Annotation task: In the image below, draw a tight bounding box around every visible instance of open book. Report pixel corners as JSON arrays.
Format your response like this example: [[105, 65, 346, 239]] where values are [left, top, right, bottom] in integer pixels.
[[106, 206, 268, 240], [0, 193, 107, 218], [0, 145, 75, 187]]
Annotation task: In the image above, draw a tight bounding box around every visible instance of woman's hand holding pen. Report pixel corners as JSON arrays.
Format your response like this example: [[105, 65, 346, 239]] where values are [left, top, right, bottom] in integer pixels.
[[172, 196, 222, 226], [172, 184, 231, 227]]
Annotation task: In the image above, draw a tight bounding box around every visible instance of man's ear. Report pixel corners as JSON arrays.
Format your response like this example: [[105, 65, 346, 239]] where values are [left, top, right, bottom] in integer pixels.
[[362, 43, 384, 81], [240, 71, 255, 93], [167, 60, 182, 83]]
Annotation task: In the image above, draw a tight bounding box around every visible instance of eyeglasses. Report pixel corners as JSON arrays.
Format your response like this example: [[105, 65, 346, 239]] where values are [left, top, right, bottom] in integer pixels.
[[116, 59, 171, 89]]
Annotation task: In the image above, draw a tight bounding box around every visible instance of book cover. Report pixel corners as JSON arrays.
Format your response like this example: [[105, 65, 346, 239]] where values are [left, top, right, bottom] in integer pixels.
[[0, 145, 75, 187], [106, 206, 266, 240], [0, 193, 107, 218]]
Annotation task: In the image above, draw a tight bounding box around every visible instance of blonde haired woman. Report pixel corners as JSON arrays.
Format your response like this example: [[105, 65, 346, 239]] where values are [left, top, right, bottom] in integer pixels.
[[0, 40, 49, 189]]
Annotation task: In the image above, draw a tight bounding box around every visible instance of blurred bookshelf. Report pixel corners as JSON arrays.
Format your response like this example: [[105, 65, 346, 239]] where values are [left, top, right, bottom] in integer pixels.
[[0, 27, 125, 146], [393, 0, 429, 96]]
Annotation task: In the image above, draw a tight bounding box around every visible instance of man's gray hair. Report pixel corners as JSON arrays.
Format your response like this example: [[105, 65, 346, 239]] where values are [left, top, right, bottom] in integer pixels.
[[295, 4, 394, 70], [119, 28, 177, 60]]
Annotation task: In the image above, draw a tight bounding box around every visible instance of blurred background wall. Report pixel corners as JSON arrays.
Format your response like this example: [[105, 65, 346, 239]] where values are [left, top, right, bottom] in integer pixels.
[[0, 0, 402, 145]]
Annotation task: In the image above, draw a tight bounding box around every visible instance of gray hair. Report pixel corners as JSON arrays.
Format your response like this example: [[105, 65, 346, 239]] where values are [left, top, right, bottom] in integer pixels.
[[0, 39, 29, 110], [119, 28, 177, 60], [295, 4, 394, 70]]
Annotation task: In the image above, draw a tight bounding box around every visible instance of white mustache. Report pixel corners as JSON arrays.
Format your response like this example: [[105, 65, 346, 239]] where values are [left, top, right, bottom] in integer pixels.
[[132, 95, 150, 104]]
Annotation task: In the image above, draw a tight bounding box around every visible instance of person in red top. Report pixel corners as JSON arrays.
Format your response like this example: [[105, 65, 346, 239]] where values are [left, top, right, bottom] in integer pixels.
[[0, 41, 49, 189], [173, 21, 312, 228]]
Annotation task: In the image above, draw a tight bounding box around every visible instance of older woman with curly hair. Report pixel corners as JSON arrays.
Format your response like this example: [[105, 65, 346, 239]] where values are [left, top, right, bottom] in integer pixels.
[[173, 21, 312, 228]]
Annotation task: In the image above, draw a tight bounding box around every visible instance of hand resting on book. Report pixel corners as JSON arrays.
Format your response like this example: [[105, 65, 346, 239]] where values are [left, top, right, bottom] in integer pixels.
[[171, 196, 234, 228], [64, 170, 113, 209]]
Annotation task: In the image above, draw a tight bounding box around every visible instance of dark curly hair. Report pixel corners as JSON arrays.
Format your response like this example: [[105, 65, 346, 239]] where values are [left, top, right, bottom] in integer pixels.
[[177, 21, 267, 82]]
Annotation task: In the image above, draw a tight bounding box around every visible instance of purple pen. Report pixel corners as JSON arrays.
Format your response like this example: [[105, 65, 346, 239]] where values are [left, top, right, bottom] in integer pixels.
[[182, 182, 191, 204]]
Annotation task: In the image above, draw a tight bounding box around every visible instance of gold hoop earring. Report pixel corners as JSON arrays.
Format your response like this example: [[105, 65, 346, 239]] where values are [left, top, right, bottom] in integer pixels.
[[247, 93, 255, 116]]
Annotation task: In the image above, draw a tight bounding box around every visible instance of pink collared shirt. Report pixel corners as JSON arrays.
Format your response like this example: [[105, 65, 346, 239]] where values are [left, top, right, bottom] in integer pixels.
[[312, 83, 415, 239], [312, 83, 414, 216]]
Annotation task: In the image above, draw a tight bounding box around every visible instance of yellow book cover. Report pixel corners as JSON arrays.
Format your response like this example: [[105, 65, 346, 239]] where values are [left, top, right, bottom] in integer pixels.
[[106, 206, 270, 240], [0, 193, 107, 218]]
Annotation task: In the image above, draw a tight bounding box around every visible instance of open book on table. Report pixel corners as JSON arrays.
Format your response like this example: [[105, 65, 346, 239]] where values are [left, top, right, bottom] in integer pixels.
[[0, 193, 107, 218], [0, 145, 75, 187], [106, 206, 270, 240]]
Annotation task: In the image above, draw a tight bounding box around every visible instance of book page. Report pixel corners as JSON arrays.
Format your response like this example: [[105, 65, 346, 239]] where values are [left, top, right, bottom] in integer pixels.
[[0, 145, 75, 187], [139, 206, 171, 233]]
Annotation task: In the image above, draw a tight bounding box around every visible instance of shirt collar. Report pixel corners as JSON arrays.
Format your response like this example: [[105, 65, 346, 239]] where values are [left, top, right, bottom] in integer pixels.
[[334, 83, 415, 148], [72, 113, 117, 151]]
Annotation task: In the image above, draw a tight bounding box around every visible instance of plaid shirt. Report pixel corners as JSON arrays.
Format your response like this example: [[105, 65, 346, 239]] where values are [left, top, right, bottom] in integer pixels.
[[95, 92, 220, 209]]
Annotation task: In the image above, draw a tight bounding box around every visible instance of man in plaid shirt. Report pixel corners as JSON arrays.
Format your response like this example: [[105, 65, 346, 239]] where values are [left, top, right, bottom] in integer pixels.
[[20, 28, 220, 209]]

• _REQUIRED WORK_: Reproduce the portion of the records that opens with the line containing "eyeglasses. Report pixel corners as JSON arrays." and closes with the line containing "[[295, 4, 394, 70], [119, 28, 177, 60]]", both lines included, offsetting every bounding-box coordinate in the answers by 144. Leave the requests and their format samples unchanged.

• _RESPONSE TO THIS TASK_:
Annotation task: In the image above, draw a tight bounding box around every visible instance of eyeglasses. Report pixel corners as JSON arrays.
Format your response like this example: [[105, 65, 346, 239]] where values are [left, top, right, bottom] in integer pixels.
[[260, 203, 315, 233]]
Annotation task: In the image above, draw a tight bounding box around every visible instance of book cover. Report pixel corners as JSON arrays.
Format your response like this example: [[105, 65, 346, 239]] where values are [left, top, right, bottom] in integer pixels.
[[144, 289, 219, 331], [250, 350, 410, 384], [144, 337, 251, 362]]
Annotation task: In the image above, draw a tight bounding box around every visible instance of blonde haired woman. Report pixel corners as JSON arrays.
Format your response like this example: [[105, 65, 346, 239]] where values are [left, top, right, bottom] in integer pixels.
[[144, 184, 193, 333]]
Annotation task: In the image above, draw a tight bounding box around every visible instance of blurred bookshelf. Report pixel corners as JSON arrays.
Format your response like this example: [[105, 65, 346, 239]] where values are [left, top, right, bottom] in integer pixels.
[[144, 171, 269, 290], [537, 144, 573, 240]]
Annotation task: In the image above, draw a tight bounding box around every visible instance of man's gray hair. Report pixel corners as JSON arrays.
Format your response like this example: [[105, 65, 346, 239]] where values are [left, top, right, bottom] in integer pixels.
[[439, 148, 538, 214], [263, 172, 321, 204]]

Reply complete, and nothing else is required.